Notable engineering decisions:

  • Direct sysfs/fdinfo VRAM queries no nvidia-smi, no intel_gpu_top
  • Event loop captured at streamer construction time fixes get_event_loop() deprecation in threaded streaming
  • Per-model asyncio.Lock concurrent requests on different models run in parallel; same model is serialised
  • Single-file server by design keeps deployment simple

Status: Working in production on EnvyStorm


ov-monitor

A rich terminal monitor for the OpenVINO server and Intel Arc GPU. Reads hardware metrics directly from kernel interfaces no root required, no intel_gpu_top dependency.

**WHAT YOU WILL DO**. According to the engineering notes on the OpenVINO server and ov-monitor, where does ov-monitor read its hardware metrics from?

**INFORMATION GIVEN**.

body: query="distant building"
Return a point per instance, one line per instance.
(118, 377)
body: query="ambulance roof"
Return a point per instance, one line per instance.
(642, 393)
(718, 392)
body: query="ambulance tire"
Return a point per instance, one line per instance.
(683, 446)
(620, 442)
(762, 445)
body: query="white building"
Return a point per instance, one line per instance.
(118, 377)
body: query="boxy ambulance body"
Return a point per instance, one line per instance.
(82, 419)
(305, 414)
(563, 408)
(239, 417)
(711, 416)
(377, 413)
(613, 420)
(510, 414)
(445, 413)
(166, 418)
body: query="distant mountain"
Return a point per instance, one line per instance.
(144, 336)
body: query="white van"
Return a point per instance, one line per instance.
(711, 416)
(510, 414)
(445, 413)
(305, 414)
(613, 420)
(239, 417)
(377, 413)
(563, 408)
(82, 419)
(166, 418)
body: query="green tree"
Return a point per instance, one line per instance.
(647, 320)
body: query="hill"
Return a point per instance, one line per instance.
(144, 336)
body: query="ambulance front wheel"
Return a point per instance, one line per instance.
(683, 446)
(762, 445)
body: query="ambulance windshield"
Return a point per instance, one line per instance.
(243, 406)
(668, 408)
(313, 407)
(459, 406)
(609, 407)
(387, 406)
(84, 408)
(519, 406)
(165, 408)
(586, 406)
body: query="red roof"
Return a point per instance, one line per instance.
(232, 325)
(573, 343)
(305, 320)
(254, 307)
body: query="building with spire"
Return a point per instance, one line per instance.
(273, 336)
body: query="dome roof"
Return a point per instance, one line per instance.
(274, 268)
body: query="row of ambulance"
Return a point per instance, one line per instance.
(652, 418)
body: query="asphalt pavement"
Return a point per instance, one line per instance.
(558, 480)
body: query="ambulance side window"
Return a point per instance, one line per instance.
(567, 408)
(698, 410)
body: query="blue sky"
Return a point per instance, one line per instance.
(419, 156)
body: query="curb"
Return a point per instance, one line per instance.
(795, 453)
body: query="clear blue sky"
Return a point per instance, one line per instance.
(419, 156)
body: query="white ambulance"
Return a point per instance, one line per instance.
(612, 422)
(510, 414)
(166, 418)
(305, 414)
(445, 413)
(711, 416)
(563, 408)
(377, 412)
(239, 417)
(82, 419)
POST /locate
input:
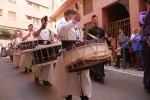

**ANSWER SPACE**. Directly from kernel interfaces, with no root required.